_What you should do_
Copy out the data below verbatim.

(Text-to-region grounding data)
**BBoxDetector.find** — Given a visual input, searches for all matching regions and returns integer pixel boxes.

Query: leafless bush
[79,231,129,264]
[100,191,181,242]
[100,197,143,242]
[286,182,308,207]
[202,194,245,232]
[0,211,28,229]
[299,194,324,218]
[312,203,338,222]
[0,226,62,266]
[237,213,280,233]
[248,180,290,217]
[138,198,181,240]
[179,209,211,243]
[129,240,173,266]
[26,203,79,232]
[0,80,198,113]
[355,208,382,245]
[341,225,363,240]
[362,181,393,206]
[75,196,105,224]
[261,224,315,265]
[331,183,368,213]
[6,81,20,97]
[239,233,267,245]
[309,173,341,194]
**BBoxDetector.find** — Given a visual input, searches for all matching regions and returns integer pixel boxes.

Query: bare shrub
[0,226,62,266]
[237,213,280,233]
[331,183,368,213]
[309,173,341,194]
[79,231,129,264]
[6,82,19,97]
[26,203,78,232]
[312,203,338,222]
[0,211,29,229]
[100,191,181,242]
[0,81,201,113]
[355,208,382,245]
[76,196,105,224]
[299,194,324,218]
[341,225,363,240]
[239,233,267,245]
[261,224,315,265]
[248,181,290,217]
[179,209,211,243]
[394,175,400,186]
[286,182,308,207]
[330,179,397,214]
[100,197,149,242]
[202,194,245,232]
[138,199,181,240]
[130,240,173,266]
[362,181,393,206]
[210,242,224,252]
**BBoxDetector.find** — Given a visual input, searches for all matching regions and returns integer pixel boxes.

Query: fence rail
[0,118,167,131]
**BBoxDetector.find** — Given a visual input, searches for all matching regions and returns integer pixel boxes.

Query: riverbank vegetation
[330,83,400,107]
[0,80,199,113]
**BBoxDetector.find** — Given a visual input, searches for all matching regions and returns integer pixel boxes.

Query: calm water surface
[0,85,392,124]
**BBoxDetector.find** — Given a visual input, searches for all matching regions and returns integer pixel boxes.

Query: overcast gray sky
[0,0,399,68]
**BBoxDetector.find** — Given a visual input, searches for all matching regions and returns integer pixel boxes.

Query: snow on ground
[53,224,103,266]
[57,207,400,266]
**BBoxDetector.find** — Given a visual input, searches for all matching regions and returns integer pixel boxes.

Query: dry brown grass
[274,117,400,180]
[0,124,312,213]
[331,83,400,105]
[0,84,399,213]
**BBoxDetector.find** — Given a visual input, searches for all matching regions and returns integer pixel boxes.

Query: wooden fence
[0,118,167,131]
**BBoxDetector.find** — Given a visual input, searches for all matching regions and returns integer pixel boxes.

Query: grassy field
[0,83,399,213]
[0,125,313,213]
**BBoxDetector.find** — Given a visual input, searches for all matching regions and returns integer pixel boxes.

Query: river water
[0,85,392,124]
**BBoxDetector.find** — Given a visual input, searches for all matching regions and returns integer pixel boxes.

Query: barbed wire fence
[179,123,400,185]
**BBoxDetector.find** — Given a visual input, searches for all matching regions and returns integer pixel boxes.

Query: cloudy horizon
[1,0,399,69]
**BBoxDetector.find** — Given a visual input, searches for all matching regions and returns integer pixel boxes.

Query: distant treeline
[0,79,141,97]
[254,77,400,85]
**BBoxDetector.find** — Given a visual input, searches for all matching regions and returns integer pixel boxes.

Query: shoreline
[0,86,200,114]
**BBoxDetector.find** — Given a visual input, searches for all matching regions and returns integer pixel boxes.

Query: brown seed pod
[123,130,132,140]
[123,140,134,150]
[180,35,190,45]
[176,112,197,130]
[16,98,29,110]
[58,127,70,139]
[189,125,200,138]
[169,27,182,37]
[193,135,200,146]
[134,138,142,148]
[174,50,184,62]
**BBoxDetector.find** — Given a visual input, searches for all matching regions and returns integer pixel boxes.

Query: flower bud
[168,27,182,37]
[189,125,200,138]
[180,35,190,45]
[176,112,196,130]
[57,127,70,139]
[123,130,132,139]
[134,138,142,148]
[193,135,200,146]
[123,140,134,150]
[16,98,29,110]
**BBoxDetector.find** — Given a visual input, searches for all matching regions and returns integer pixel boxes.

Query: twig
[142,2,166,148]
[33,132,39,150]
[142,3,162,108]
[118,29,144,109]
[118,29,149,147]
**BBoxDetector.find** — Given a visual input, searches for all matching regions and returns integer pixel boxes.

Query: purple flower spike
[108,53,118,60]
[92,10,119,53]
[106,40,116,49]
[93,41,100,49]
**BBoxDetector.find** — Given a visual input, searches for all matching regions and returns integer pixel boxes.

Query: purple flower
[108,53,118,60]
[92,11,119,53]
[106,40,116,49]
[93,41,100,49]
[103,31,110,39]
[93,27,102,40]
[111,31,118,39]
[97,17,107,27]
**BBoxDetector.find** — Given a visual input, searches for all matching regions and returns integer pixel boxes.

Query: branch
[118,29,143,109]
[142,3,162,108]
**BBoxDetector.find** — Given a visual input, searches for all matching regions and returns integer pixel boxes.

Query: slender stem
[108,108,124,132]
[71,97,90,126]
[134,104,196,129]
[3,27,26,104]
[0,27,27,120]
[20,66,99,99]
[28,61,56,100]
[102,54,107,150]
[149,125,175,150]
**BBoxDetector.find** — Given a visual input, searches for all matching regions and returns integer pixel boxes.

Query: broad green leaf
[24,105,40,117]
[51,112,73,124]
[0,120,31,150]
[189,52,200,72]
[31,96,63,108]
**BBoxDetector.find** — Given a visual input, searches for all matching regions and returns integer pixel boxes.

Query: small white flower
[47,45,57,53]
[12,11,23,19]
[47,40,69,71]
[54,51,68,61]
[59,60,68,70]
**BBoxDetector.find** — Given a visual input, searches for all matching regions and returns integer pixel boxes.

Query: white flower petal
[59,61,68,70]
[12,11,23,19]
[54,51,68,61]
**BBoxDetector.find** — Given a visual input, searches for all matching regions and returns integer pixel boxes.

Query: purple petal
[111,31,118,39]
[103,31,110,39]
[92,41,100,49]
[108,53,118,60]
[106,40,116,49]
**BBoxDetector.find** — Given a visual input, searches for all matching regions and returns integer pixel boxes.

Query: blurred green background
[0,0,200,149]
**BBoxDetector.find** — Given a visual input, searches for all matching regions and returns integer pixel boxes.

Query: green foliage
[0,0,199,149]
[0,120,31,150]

_The completed task_
**BBoxDetector.find** — Given a visual input, searches for all matching regions and returns integer pixel boxes.

Query: leafless bush
[79,231,129,264]
[100,191,181,242]
[100,197,143,242]
[286,182,308,207]
[202,194,245,232]
[0,211,28,229]
[299,194,324,218]
[312,203,338,222]
[0,226,62,266]
[237,213,280,233]
[248,180,290,217]
[138,198,181,240]
[179,209,211,243]
[129,240,173,266]
[26,203,79,232]
[0,80,198,113]
[355,208,382,245]
[341,225,363,240]
[362,181,393,206]
[75,196,105,224]
[261,224,315,265]
[331,183,368,213]
[6,81,20,97]
[239,233,267,245]
[309,173,341,194]
**BBoxDetector.find** — Given a visual input, searches for all matching regions and returns integer pixel boxes.

Query: bare shrub
[0,226,62,266]
[237,213,280,233]
[331,183,368,213]
[309,173,341,194]
[79,231,129,264]
[6,82,19,97]
[26,203,78,232]
[312,203,338,222]
[0,211,29,229]
[100,191,181,242]
[0,81,201,113]
[355,208,382,245]
[76,196,105,224]
[299,194,324,218]
[341,225,363,240]
[239,233,267,245]
[261,224,315,265]
[248,181,290,217]
[179,209,211,243]
[394,175,400,186]
[286,182,308,207]
[330,179,397,214]
[100,197,149,242]
[202,194,245,232]
[138,199,181,240]
[130,240,173,266]
[362,181,393,206]
[210,242,224,252]
**BBoxDetector.find** — Given a visual input, searches for all matching regions and returns integer pixel boxes.

Query: fence rail
[0,118,167,131]
**BBoxDetector.find** — Given a visual input, searches for all matching regions and returns integer pixel boxes.

Query: riverbank vegetation
[330,83,400,107]
[0,80,199,113]
**BBoxDetector.find** — Given a visual input, searches for all matching regions and returns integer pixel boxes.

Query: calm water surface
[0,85,392,124]
**BBoxDetector.find** — Given a visual input, searches for all matching regions and returns integer pixel boxes.

Query: overcast gray sky
[0,0,399,68]
**BBoxDetector.find** — Given a visual input, searches for all matching regions and returns integer pixel boxes.

Query: snow on ground
[53,224,103,266]
[57,207,400,266]
**BBoxDetector.find** — Given a visual input, searches for all matching regions and returns integer pixel boxes.

Query: dry brown grass
[274,117,400,180]
[0,124,312,213]
[331,83,400,105]
[0,84,399,213]
**BBoxDetector.find** — Given a visual input, searches for all matching regions and returns integer pixel boxes.

Query: wooden fence
[0,118,167,131]
**BBoxDetector.find** — Given a visual input, searches for all matching regions and returns integer pixel boxes.

Query: grassy field
[0,83,399,213]
[0,125,313,213]
**BBoxDetector.find** — Given a visual input, searches for all matching regions and returns integer pixel boxes.

Query: river water
[0,85,392,124]
**BBoxDetector.find** — Given a visual input, searches for all matching regions and returns integer pixel boxes.

Query: barbed wire fence
[179,123,400,185]
**BBoxDetector.find** — Given a visual input, searches for all matching regions and returns integer pixel boxes.

Query: cloudy horizon
[1,0,399,69]
**BBoxDetector.find** — Given a visual input, searches for all matching regions and returns integer pixel boxes.

Query: distant treeline
[0,79,141,97]
[254,77,400,85]
**BBoxDetector.find** — Given a visual input, searches for all matching regions and returns integer pixel boxes.

Query: shoreline
[0,86,200,114]
**BBoxDetector.find** — Given a visual input, searches for all matching regions and returns integer pixel boxes.

Query: brown seed pod
[123,130,132,140]
[123,140,134,150]
[180,35,190,45]
[176,112,197,130]
[16,98,29,110]
[58,127,70,139]
[189,125,200,138]
[169,27,182,37]
[193,135,200,146]
[134,138,142,148]
[174,50,184,62]
**BBoxDetector.find** — Given a visual input, searches for all matching regions and returns integer pixel boxes.

Query: flower bud
[168,27,182,37]
[189,125,200,138]
[180,35,190,45]
[176,112,196,130]
[57,127,70,139]
[123,130,132,139]
[134,138,142,148]
[193,135,200,146]
[123,140,134,150]
[16,98,29,110]
**BBoxDetector.find** — Given a visual input, searches for all matching regions and returns integer pixel boxes.

Query: twig
[142,2,166,148]
[33,132,39,150]
[142,3,162,108]
[118,29,144,109]
[118,29,149,147]
**BBoxDetector.find** — Given a visual input, searches for all matching regions and returns integer pixel boxes.

Query: purple flower spike
[108,53,118,60]
[92,10,119,53]
[106,40,116,49]
[93,41,100,49]
**BBoxDetector.find** — Given a visual input, searches for all matching regions and returns integer pixel boxes.

Query: purple flower
[108,53,118,60]
[92,11,119,53]
[106,40,116,49]
[93,41,100,49]
[103,31,110,39]
[93,27,102,40]
[111,31,118,39]
[97,17,107,27]
**BBoxDetector.find** — Given a visual input, searches for all matching regions and returns integer pixel boxes.

Query: branch
[118,29,143,109]
[142,3,162,108]
**BBoxDetector.find** — Given a visual input, searches for all matching regions and returns integer pixel boxes.

Query: slender stem
[108,108,124,132]
[71,97,90,126]
[134,104,196,129]
[3,27,26,104]
[0,27,27,120]
[20,66,99,99]
[28,61,56,100]
[102,54,107,150]
[149,125,175,150]
**BBoxDetector.find** — Given a visual input, searches for all matching regions and returns integer pixel boxes.

Query: broad green leaf
[24,105,40,117]
[51,112,73,124]
[0,120,31,150]
[189,52,200,72]
[31,96,63,108]
**BBoxDetector.find** — Given a visual input, searches for all matching regions and returns integer pixel boxes.

Query: small white flower
[47,45,57,53]
[12,11,23,19]
[47,40,69,71]
[54,51,68,61]
[59,60,68,70]
**BBoxDetector.find** — Given a visual input, searches for all matching regions and returns integer pixel boxes.

Query: white flower petal
[59,61,68,70]
[12,11,23,19]
[54,51,68,61]
**BBoxDetector.find** — Given a visual input, searches for all matching regions and returns integer pixel boxes.

Query: purple petal
[111,31,118,39]
[103,31,110,39]
[92,41,100,49]
[108,53,118,60]
[106,40,116,49]
**BBoxDetector.find** — Given a visual input, searches for all matching regions and returns integer pixel boxes.

Query: blurred green background
[0,0,200,149]
**BBoxDetector.find** — Given a visual input, searches for all matching regions and returns integer pixel boxes.

Query: green foliage
[0,0,199,149]
[0,120,31,150]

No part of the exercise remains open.